--- START ---

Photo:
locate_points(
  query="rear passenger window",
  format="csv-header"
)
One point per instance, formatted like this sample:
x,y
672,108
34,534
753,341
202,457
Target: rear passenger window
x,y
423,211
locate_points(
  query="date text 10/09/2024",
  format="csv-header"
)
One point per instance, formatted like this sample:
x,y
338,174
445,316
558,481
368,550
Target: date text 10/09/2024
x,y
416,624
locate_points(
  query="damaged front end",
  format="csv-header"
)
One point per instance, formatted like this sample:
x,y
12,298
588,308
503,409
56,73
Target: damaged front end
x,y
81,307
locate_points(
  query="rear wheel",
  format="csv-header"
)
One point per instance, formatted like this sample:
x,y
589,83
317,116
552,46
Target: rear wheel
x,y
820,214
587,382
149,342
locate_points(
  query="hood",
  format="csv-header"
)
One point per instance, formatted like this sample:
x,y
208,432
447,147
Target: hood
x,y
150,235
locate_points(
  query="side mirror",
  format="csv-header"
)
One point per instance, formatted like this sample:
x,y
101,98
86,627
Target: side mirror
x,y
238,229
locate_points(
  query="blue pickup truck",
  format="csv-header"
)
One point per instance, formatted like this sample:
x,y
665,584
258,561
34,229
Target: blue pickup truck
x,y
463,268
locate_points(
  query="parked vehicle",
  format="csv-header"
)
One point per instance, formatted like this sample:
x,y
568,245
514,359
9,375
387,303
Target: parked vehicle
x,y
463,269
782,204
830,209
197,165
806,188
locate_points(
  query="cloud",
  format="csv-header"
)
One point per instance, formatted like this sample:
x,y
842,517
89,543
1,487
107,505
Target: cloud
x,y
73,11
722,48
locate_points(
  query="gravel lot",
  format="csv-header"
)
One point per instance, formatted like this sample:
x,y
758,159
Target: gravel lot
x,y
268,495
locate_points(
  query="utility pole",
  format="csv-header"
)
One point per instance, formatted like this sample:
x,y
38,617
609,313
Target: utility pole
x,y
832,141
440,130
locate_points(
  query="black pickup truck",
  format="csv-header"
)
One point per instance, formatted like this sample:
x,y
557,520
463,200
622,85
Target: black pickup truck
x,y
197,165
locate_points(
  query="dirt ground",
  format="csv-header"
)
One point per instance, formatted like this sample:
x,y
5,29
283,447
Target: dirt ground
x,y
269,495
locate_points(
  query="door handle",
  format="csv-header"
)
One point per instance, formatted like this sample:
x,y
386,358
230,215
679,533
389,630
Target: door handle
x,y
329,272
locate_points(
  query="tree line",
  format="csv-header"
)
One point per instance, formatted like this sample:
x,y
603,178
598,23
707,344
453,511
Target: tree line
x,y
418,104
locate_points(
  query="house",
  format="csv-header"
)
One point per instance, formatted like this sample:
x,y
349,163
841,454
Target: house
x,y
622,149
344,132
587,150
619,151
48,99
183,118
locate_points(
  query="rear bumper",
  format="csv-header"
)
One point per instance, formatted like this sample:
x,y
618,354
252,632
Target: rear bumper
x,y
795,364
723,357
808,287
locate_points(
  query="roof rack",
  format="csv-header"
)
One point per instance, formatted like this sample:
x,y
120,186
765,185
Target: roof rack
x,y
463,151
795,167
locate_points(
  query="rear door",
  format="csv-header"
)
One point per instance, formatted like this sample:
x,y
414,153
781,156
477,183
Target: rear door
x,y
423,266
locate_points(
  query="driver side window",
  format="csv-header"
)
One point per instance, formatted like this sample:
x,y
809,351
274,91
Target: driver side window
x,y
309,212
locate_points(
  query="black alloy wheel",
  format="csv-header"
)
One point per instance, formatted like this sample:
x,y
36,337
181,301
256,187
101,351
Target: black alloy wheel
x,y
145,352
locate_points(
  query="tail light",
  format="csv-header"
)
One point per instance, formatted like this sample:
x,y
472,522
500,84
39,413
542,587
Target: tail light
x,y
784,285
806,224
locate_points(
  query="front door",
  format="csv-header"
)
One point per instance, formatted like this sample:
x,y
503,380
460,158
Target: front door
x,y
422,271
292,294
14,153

--- END ---

▶ How to complete this task
Retype all of the records above without a single alteration.

▶ Written reply
Photo:
locate_points(
  query="rear passenger window",
  format="csv-header"
)
One point per instance, formatted like this sample:
x,y
672,108
34,534
753,341
202,457
Target: rear passenger window
x,y
423,211
locate_points(
  query="date text 10/09/2024",
  format="csv-header"
)
One point per instance, formatted like this sample:
x,y
338,174
445,316
558,481
368,550
Target: date text 10/09/2024
x,y
416,624
locate_points(
  query="damaged front end",
  format="csv-header"
)
One point per instance, formatted like this sample:
x,y
12,298
588,308
503,409
56,73
Target: damaged front end
x,y
81,307
locate_points(
  query="rear wheel",
  format="csv-header"
)
One point per instance, formatted like this sample:
x,y
589,83
317,116
552,46
Target: rear wheel
x,y
820,214
587,382
149,342
locate_points(
  query="hood",
  format="csv-header"
)
One point per instance, formatted like this sample:
x,y
208,432
447,147
Target: hood
x,y
150,235
locate_points(
  query="side mirror",
  format="csv-header"
)
One point per instance, formatted like this sample:
x,y
101,98
86,627
Target: side mirror
x,y
238,229
locate_points(
  query="blue pickup truck",
  format="csv-header"
)
One point per instance, formatted like this sample:
x,y
665,584
258,561
34,229
Target: blue pickup truck
x,y
463,268
locate_points(
  query="parked vehicle",
  format="csv-header"
)
One point per instance, formatted like this sample:
x,y
568,245
514,359
9,375
387,303
Target: parked vehicle
x,y
463,269
782,204
830,209
197,165
806,188
locate_points(
  query="cloud",
  format="csv-header"
)
One point per instance, formatted like this sample:
x,y
842,517
89,543
1,487
107,505
Target: cloud
x,y
73,11
722,48
locate_points(
  query="gravel lot",
  format="csv-header"
)
One point per instance, formatted like this sample:
x,y
758,159
Target: gravel lot
x,y
268,495
locate_points(
  query="utility pole",
  format="csv-header"
)
One point per instance, formatted like this sample:
x,y
38,617
609,313
Target: utility pole
x,y
832,141
440,130
locate_points(
  query="black pickup truck",
  format="csv-header"
)
One point per instance, formatted like this sample:
x,y
557,520
463,200
622,85
Target: black pickup truck
x,y
197,165
locate_points(
  query="dirt ground",
  format="csv-header"
)
One point per instance, formatted like this sample:
x,y
5,29
283,447
Target: dirt ground
x,y
269,495
locate_points(
  query="door handle",
  format="csv-header"
)
One point per instance, formatted like this sample:
x,y
386,358
230,215
679,533
389,630
Target: door handle
x,y
329,272
locate_points(
  query="tree line",
  format="csv-header"
)
One point per instance, formatted like this sample:
x,y
603,178
598,23
707,344
453,511
Target: tree line
x,y
418,104
locate_points(
  query="house",
  format="csv-header"
)
One point per instance, formatted like this sample:
x,y
349,163
841,454
Target: house
x,y
622,149
344,132
587,150
619,151
48,99
183,118
locate_points(
  query="rear bumper",
  format="csv-header"
)
One point per instance, formatted like this sample:
x,y
618,354
252,632
Target: rear bumper
x,y
795,364
723,357
808,287
locate_points(
  query="roof rack",
  format="csv-header"
)
One point per instance, formatted like this sample:
x,y
120,186
765,185
Target: roof rack
x,y
463,151
795,167
locate_points(
  query="rear door",
  format="csv-header"
)
One point per instance, formatted like this sample:
x,y
414,153
781,156
477,183
Target: rear door
x,y
423,266
locate_points(
  query="driver side window",
  format="csv-header"
)
One point per instance, formatted like this sample:
x,y
809,351
274,91
Target: driver side window
x,y
309,212
locate_points(
  query="black alloy wheel",
  format="csv-header"
)
One point per instance, formatted like this sample:
x,y
36,337
181,301
256,187
101,351
Target: black alloy wheel
x,y
145,352
locate_points(
  query="tail light",
  format="csv-header"
)
One point per instance, formatted like this sample:
x,y
472,522
500,84
39,413
542,587
Target: tail light
x,y
784,285
806,224
locate_points(
  query="front door",
  format="csv-header"
)
One point per instance, formatted like this sample:
x,y
503,380
460,158
Target: front door
x,y
422,271
292,294
14,153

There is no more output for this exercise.